Items listed in a dataset

■ ■ ■ ■

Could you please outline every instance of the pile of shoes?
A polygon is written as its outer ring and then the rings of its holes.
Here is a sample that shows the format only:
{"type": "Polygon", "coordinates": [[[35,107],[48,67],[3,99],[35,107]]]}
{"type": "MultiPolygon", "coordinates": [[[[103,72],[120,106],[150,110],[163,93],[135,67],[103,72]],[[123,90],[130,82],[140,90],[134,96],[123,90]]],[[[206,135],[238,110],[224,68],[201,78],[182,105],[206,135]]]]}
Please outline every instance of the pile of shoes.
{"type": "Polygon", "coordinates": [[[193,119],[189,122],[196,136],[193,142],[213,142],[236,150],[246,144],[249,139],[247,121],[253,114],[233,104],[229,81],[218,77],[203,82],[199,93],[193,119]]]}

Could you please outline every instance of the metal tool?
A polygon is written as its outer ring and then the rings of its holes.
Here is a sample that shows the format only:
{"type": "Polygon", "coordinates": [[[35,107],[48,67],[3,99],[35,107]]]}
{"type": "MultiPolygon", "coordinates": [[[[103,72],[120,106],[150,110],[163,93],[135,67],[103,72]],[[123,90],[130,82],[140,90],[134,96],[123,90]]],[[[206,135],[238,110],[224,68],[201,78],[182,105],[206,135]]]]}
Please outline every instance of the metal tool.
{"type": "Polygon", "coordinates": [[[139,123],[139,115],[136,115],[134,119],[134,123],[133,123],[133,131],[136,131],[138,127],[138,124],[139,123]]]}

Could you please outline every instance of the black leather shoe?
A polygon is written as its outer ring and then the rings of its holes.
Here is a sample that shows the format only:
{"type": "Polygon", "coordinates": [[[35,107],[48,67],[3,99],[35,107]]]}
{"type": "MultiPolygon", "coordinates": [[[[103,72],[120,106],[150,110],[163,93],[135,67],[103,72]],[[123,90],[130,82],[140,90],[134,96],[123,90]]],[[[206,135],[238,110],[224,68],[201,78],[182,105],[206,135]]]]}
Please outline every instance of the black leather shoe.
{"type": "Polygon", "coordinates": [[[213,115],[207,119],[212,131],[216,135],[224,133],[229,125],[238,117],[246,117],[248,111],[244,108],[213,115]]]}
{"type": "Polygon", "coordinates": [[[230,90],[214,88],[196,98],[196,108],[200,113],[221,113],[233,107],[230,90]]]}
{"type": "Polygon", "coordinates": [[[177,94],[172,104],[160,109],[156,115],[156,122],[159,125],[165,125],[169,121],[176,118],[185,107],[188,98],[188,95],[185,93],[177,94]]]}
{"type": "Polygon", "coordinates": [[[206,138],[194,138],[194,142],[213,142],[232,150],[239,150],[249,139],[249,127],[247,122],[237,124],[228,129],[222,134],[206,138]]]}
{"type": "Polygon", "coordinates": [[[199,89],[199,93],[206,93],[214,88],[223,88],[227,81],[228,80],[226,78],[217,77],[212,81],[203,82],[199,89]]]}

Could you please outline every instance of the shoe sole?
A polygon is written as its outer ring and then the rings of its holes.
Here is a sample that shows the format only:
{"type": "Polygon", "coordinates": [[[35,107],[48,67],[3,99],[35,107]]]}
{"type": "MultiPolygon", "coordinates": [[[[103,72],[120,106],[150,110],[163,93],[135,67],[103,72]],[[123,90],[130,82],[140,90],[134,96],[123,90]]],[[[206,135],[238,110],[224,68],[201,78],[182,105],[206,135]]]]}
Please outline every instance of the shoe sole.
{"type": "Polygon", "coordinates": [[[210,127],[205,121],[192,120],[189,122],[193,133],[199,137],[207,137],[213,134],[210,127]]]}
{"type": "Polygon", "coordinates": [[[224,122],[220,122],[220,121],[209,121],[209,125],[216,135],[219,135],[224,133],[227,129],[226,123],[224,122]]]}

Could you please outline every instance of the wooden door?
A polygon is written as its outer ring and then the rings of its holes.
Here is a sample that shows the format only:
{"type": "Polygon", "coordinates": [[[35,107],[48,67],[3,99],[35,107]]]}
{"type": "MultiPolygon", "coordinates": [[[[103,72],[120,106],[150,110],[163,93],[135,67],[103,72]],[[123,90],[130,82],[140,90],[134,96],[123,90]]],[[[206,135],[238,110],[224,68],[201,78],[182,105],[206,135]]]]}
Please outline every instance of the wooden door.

■ ■ ■ ■

### WRITTEN REQUEST
Copy all the entries verbatim.

### FULL OUTPUT
Could you please outline every instance of the pile of shoes?
A polygon is written as its outer ring and then the rings of its holes.
Here is a sample that shows the format only:
{"type": "Polygon", "coordinates": [[[35,107],[48,67],[3,99],[35,107]]]}
{"type": "MultiPolygon", "coordinates": [[[[103,72],[120,106],[150,110],[163,93],[135,67],[103,72]],[[123,90],[130,82],[140,90],[134,96],[123,90]]],[[[206,135],[238,110],[224,68],[201,78],[182,105],[206,135]]]]}
Please outline every instance of the pile of shoes.
{"type": "Polygon", "coordinates": [[[193,119],[189,122],[196,136],[193,142],[213,142],[236,150],[246,144],[249,139],[247,121],[253,114],[233,104],[229,81],[218,77],[203,82],[199,93],[193,119]]]}

Could you please outline every instance of the metal tool?
A polygon is written as its outer ring and then the rings of its holes.
Here is a sample that shows the format only:
{"type": "Polygon", "coordinates": [[[35,107],[48,67],[3,99],[35,107]]]}
{"type": "MultiPolygon", "coordinates": [[[[103,72],[120,106],[150,110],[163,93],[135,67],[103,72]],[[123,90],[130,82],[140,90],[134,96],[123,90]]],[[[206,135],[238,110],[224,68],[201,78],[182,105],[206,135]]]]}
Please outline every instance of the metal tool.
{"type": "Polygon", "coordinates": [[[139,123],[139,115],[136,115],[134,119],[134,123],[133,123],[133,131],[136,131],[138,127],[138,124],[139,123]]]}

Could you please outline every instance of the black leather shoe?
A polygon is written as its outer ring and then the rings of its holes.
Here is a sample that shows the format only:
{"type": "Polygon", "coordinates": [[[35,107],[48,67],[3,99],[35,107]]]}
{"type": "MultiPolygon", "coordinates": [[[[103,72],[120,106],[150,110],[163,93],[135,67],[103,72]],[[123,90],[130,82],[140,90],[134,96],[123,90]]],[[[206,135],[238,110],[224,68],[201,78],[182,105],[206,135]]]]}
Please outline every instance of the black leather shoe.
{"type": "Polygon", "coordinates": [[[213,115],[207,119],[212,131],[216,135],[224,133],[229,125],[238,117],[246,117],[248,111],[244,108],[213,115]]]}
{"type": "Polygon", "coordinates": [[[230,90],[214,88],[196,98],[196,108],[200,113],[221,113],[233,107],[230,90]]]}
{"type": "Polygon", "coordinates": [[[177,94],[172,104],[160,109],[156,115],[156,122],[159,125],[165,125],[169,121],[176,118],[185,107],[188,98],[188,95],[185,93],[177,94]]]}
{"type": "Polygon", "coordinates": [[[206,138],[194,138],[194,142],[213,142],[232,150],[239,150],[249,139],[249,127],[247,122],[237,124],[228,129],[222,134],[206,138]]]}
{"type": "Polygon", "coordinates": [[[199,89],[199,93],[206,93],[214,88],[223,88],[227,81],[228,80],[226,78],[217,77],[212,81],[203,82],[199,89]]]}

Could you please outline every instance of the shoe sole?
A polygon is written as its outer ring and then the rings of its holes.
Here is a sample that shows the format only:
{"type": "Polygon", "coordinates": [[[35,107],[48,67],[3,99],[35,107]]]}
{"type": "MultiPolygon", "coordinates": [[[[103,72],[120,106],[150,110],[163,93],[135,67],[103,72]],[[123,90],[130,82],[140,90],[134,96],[123,90]]],[[[206,135],[238,110],[224,68],[201,78],[182,105],[206,135]]]]}
Please outline every instance of the shoe sole.
{"type": "Polygon", "coordinates": [[[210,127],[205,121],[192,120],[189,122],[193,133],[199,137],[207,137],[213,134],[210,127]]]}
{"type": "Polygon", "coordinates": [[[224,122],[220,122],[220,121],[209,121],[209,125],[216,135],[219,135],[224,133],[227,129],[226,123],[224,122]]]}

Could you please outline every instance of the wooden door?
A polygon is written as its outer ring and then the rings of its holes.
Here is a sample that shows the format only:
{"type": "Polygon", "coordinates": [[[35,107],[48,67],[3,99],[35,107]]]}
{"type": "MultiPolygon", "coordinates": [[[[103,72],[120,106],[150,110],[163,93],[135,67],[103,72]],[[123,90],[130,82],[140,90],[134,96],[123,90]]],[[[206,135],[238,110],[224,68],[201,78],[182,105],[206,135]]]]}
Please outline every instance of the wooden door.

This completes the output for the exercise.